** Start **

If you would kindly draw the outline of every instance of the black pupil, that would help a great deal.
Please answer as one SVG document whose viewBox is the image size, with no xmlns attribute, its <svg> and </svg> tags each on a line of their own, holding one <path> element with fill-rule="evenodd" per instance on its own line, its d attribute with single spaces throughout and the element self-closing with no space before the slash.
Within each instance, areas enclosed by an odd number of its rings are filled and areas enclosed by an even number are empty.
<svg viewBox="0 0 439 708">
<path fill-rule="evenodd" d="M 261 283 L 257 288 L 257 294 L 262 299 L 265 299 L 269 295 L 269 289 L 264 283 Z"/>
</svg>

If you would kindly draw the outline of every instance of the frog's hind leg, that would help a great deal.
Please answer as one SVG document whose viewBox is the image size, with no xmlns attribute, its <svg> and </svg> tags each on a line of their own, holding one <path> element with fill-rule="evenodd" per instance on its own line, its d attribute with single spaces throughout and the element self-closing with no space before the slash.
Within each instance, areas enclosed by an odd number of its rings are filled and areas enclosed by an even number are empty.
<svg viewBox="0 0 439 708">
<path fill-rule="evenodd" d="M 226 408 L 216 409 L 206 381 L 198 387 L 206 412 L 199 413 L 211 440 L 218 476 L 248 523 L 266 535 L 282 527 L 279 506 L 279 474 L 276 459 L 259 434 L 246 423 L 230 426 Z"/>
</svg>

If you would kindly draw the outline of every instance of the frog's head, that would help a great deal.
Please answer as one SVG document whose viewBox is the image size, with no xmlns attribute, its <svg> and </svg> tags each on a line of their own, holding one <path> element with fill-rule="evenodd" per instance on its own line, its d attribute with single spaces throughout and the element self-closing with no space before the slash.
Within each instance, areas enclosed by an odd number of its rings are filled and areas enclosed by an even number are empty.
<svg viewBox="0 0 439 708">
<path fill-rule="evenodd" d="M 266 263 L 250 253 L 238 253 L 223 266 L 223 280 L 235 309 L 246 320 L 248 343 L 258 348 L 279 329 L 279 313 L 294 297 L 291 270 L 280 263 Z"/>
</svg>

** End **

• **EXERCISE OBJECTIVE**: Produce an exact copy of the whole listing.

• **EXERCISE RESPONSE**:
If you would kindly draw the outline of every instance of the black pupil, that would help a great deal.
Please answer as one SVG document whose viewBox is the image size, with no xmlns attribute, its <svg> and </svg> tags each on a line of their own, holding one <path> element with fill-rule="evenodd" per instance on its own line, its d attribute with single spaces throughout and the element self-closing with no space before the slash.
Within each instance, areas enclosed by an odd number of its rings are filled and areas enclosed by an even number are empty.
<svg viewBox="0 0 439 708">
<path fill-rule="evenodd" d="M 261 283 L 257 288 L 257 294 L 262 299 L 265 299 L 269 295 L 269 289 L 264 283 Z"/>
</svg>

If you would kindly draw the outline of every instance of the frog's hind leg, that would help a great deal.
Please answer as one SVG document whose viewBox is the image size, with no xmlns attribute, its <svg> and </svg> tags each on a line of their own, holding one <path> element with fill-rule="evenodd" per instance on its own line, its d attribute with single spaces throughout and the element self-closing with no space before the slash.
Within each instance, areas enclosed by an odd number of its rings are filled and areas enclosed by an even number are empty.
<svg viewBox="0 0 439 708">
<path fill-rule="evenodd" d="M 226 408 L 216 409 L 206 381 L 198 387 L 206 412 L 199 413 L 211 440 L 218 476 L 248 523 L 266 535 L 282 527 L 279 506 L 279 474 L 276 459 L 259 434 L 246 423 L 230 426 Z"/>
</svg>

If you would kindly draw the outline of every instance of the frog's head, that would help a great deal.
Please answer as one SVG document whose viewBox is the image size, with no xmlns attribute, its <svg> and </svg> tags each on a line of their own, holding one <path> element with fill-rule="evenodd" per instance on its own line, its d attribute with single spaces throughout and the element self-closing with no space before the slash.
Within each instance, areas enclosed by an odd number of its rings are filled and areas enclosed by an even number are empty.
<svg viewBox="0 0 439 708">
<path fill-rule="evenodd" d="M 266 263 L 250 253 L 238 253 L 223 266 L 223 280 L 235 309 L 246 320 L 248 343 L 258 348 L 279 329 L 279 313 L 294 297 L 291 270 L 280 263 Z"/>
</svg>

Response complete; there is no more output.